EXERCISE: For the string "door", state the number of lines in the data that contain it, and nothing else.

Recorded data:
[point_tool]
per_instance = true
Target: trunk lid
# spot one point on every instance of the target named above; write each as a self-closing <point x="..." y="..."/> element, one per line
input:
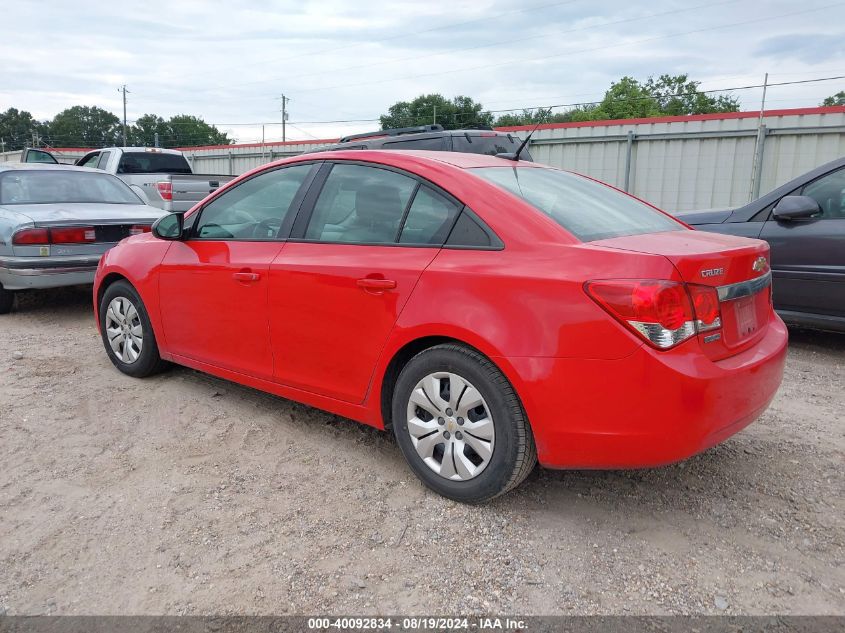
<point x="87" y="213"/>
<point x="737" y="267"/>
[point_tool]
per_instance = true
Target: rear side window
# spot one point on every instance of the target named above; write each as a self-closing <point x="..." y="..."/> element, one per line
<point x="587" y="209"/>
<point x="152" y="163"/>
<point x="360" y="204"/>
<point x="429" y="219"/>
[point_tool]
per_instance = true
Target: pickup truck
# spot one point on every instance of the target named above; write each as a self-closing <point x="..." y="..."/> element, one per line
<point x="161" y="177"/>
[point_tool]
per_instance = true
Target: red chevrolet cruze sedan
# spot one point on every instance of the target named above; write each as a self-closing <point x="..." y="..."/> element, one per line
<point x="492" y="312"/>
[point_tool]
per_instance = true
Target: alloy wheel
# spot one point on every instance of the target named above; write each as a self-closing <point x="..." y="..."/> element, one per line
<point x="124" y="330"/>
<point x="451" y="426"/>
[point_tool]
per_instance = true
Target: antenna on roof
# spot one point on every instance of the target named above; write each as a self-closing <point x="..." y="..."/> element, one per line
<point x="524" y="143"/>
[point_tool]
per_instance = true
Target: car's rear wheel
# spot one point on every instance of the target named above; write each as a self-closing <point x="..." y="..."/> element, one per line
<point x="460" y="424"/>
<point x="7" y="300"/>
<point x="126" y="331"/>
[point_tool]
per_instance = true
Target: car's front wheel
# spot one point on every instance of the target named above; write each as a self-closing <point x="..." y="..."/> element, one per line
<point x="127" y="334"/>
<point x="460" y="424"/>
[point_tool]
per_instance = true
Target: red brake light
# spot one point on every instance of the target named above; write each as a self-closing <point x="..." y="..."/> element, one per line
<point x="137" y="229"/>
<point x="165" y="190"/>
<point x="664" y="313"/>
<point x="73" y="235"/>
<point x="31" y="236"/>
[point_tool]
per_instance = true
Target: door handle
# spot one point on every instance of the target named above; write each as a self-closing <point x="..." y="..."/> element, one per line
<point x="245" y="276"/>
<point x="376" y="285"/>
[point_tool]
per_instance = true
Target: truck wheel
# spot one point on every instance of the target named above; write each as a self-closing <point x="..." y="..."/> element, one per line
<point x="7" y="300"/>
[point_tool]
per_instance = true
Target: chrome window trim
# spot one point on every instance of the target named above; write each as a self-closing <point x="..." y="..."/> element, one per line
<point x="744" y="288"/>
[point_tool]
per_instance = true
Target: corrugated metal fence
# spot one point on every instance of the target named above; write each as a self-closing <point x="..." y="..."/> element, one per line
<point x="676" y="163"/>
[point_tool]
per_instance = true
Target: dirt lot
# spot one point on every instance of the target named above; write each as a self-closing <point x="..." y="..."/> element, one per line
<point x="186" y="494"/>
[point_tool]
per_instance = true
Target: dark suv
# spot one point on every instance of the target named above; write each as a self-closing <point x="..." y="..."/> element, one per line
<point x="434" y="137"/>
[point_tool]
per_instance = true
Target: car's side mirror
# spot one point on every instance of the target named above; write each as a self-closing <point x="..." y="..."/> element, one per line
<point x="795" y="208"/>
<point x="169" y="227"/>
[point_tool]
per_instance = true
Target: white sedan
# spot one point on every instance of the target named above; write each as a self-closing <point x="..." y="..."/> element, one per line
<point x="56" y="221"/>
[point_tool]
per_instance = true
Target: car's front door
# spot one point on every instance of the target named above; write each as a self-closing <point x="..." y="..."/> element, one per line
<point x="337" y="288"/>
<point x="808" y="255"/>
<point x="214" y="284"/>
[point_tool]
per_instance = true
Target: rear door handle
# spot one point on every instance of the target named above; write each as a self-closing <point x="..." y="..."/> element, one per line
<point x="376" y="285"/>
<point x="245" y="276"/>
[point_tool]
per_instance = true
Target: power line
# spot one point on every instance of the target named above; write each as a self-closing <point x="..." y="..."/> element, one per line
<point x="586" y="50"/>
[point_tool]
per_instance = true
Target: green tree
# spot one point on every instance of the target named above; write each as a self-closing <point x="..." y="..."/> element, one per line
<point x="676" y="95"/>
<point x="184" y="130"/>
<point x="83" y="126"/>
<point x="145" y="128"/>
<point x="837" y="99"/>
<point x="16" y="127"/>
<point x="456" y="113"/>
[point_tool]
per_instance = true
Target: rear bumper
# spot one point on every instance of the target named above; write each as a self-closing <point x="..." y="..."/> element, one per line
<point x="650" y="408"/>
<point x="22" y="273"/>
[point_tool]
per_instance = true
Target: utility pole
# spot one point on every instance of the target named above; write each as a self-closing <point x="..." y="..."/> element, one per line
<point x="757" y="166"/>
<point x="284" y="115"/>
<point x="124" y="91"/>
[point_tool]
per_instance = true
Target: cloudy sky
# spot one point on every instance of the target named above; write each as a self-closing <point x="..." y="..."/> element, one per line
<point x="348" y="61"/>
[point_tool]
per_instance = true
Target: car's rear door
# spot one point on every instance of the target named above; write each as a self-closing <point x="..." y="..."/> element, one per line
<point x="363" y="238"/>
<point x="808" y="255"/>
<point x="214" y="284"/>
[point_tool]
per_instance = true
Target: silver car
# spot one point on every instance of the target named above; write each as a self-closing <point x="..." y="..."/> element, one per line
<point x="56" y="221"/>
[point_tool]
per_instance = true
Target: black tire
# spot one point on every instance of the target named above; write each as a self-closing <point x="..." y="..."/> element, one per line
<point x="148" y="361"/>
<point x="7" y="300"/>
<point x="514" y="455"/>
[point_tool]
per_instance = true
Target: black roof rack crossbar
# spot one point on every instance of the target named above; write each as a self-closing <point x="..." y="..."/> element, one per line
<point x="417" y="129"/>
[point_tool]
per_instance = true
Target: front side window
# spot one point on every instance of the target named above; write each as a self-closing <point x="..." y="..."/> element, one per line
<point x="829" y="192"/>
<point x="254" y="209"/>
<point x="360" y="204"/>
<point x="90" y="160"/>
<point x="52" y="186"/>
<point x="430" y="218"/>
<point x="587" y="209"/>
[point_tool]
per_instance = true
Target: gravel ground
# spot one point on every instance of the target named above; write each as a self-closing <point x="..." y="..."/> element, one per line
<point x="187" y="494"/>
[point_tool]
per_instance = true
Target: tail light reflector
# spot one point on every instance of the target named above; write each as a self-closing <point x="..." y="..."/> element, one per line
<point x="664" y="313"/>
<point x="165" y="190"/>
<point x="705" y="304"/>
<point x="73" y="235"/>
<point x="31" y="236"/>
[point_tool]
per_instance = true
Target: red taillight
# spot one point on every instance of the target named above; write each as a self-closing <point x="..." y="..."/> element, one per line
<point x="59" y="235"/>
<point x="165" y="190"/>
<point x="31" y="236"/>
<point x="73" y="235"/>
<point x="664" y="313"/>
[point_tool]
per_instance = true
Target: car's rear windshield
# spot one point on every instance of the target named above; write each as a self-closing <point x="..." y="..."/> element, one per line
<point x="152" y="163"/>
<point x="59" y="185"/>
<point x="587" y="209"/>
<point x="490" y="144"/>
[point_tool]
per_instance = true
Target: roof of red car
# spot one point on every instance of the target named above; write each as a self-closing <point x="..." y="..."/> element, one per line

WRITTEN ANSWER: 4